--- STUDY MATERIAL Enclosed Below ---

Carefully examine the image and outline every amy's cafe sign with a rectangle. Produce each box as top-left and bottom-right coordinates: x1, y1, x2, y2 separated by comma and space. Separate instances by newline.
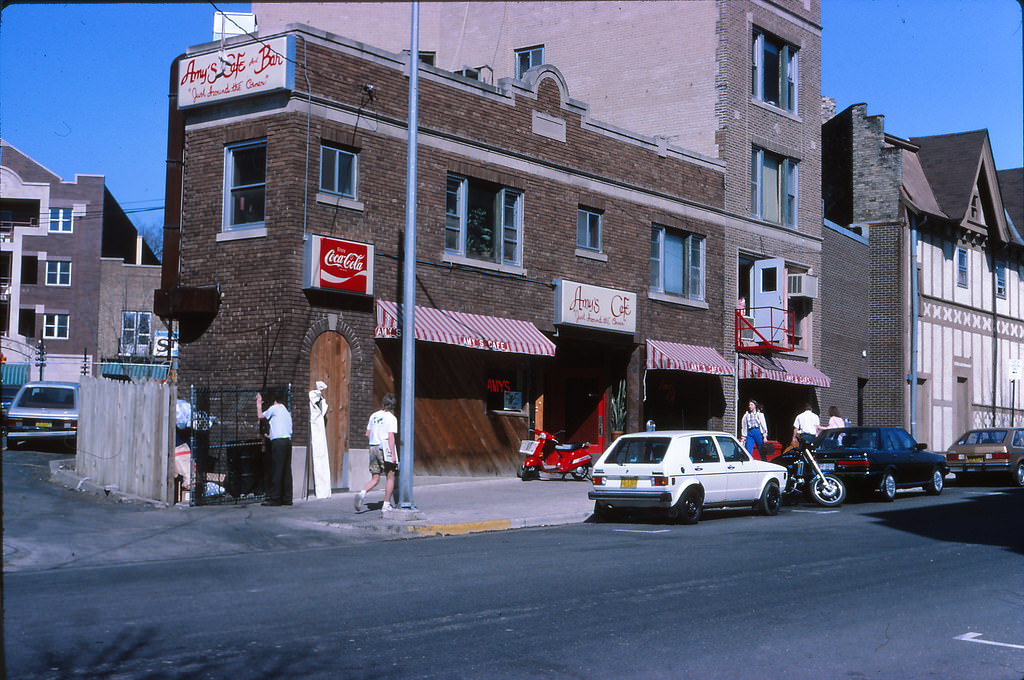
303, 235, 374, 296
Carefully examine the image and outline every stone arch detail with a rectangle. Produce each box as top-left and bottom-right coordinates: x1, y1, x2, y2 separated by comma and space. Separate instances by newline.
300, 312, 362, 361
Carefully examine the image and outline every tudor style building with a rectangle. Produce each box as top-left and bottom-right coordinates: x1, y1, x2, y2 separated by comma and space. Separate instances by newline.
822, 104, 1024, 449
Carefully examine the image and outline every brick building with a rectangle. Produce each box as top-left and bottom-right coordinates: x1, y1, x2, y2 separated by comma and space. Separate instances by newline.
0, 141, 163, 385
822, 104, 1024, 449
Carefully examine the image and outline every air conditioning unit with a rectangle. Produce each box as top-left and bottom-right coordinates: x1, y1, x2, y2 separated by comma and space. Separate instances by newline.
788, 273, 818, 299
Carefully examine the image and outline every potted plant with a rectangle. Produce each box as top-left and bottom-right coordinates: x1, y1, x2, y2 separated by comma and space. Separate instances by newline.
608, 378, 627, 440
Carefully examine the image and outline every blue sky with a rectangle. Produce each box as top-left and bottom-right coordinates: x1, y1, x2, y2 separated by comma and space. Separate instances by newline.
0, 1, 1021, 250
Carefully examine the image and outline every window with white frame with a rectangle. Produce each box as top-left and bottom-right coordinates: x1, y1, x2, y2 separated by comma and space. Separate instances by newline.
224, 140, 267, 230
445, 174, 522, 266
515, 45, 544, 79
43, 313, 69, 340
995, 260, 1007, 298
48, 207, 72, 233
44, 261, 71, 286
320, 144, 357, 199
957, 247, 969, 288
650, 224, 705, 302
120, 311, 153, 356
751, 147, 798, 227
577, 207, 602, 252
752, 29, 798, 113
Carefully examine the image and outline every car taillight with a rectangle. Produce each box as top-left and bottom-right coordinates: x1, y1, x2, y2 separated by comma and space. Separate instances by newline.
992, 453, 1010, 460
946, 453, 962, 461
838, 459, 870, 469
592, 476, 604, 486
651, 476, 668, 486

--- End of Enclosed STUDY MATERIAL ---

◆ DESCRIPTION OF THE TASK: Nothing but the lines from the one holding "Carefully examine the image and outline every window" to the end of the entries should be returned, each exactly as it stands.

◆ RESULT FOR THIS TASK:
Carefully examine the image and outline every window with white frame with a rectangle. Produce each box as top-left and bottom-right coordinates: x1, y1, x2, y2 separated by comma and space. Separate instances by newline.
224, 140, 267, 230
445, 174, 522, 266
515, 45, 544, 79
43, 313, 69, 340
995, 260, 1007, 298
48, 207, 72, 233
44, 261, 71, 286
320, 144, 357, 199
957, 247, 969, 288
650, 224, 705, 302
120, 311, 153, 356
751, 147, 798, 227
577, 207, 602, 252
752, 29, 798, 113
Carefully examine the image and outline every car taillight with a rectangle. Produce each box as top-left and bottom-right coordinates: x1, y1, x2, y2 separated by comma and space. Separate instances by newline.
992, 453, 1010, 460
946, 453, 962, 461
838, 459, 870, 469
592, 476, 604, 486
651, 476, 668, 486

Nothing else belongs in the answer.